>> begin Rows
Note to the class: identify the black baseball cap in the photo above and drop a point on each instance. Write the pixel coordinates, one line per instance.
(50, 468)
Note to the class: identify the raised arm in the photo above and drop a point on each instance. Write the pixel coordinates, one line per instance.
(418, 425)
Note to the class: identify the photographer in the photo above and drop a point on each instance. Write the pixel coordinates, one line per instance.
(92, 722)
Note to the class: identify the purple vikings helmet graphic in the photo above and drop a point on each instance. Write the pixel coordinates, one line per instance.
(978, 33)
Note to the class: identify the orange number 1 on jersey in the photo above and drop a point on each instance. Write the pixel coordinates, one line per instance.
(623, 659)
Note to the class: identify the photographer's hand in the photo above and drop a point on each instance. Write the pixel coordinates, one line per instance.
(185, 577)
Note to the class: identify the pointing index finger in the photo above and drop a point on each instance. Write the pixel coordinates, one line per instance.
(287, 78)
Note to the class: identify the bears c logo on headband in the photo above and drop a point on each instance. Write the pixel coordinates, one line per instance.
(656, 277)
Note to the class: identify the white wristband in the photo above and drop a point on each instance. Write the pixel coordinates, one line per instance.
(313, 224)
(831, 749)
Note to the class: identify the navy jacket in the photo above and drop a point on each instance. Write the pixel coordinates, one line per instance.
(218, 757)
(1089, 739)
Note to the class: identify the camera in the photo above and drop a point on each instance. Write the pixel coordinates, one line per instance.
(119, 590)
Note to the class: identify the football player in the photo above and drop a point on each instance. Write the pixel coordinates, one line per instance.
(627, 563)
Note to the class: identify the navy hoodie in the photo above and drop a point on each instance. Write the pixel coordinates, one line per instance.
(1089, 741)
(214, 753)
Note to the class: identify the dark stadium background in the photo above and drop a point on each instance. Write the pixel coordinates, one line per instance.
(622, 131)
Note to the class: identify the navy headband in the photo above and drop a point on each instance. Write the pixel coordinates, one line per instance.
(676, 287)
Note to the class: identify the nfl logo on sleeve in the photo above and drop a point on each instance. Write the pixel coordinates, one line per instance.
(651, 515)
>> end Rows
Task details: Recast the stretch from the line that contains "Note to the class: identify the nfl" through the end of the records as a Markdown table with the columns Row and Line. Put a row number in Row and the line in Line, leaving out blank lines.

Completed exercise:
| Row | Line |
|---|---|
| 1 | Note to the class: identify the nfl logo on sleeve in the photo above and drop a point on each instance. Write the pixel coordinates, one line per instance. |
| 2 | (651, 515) |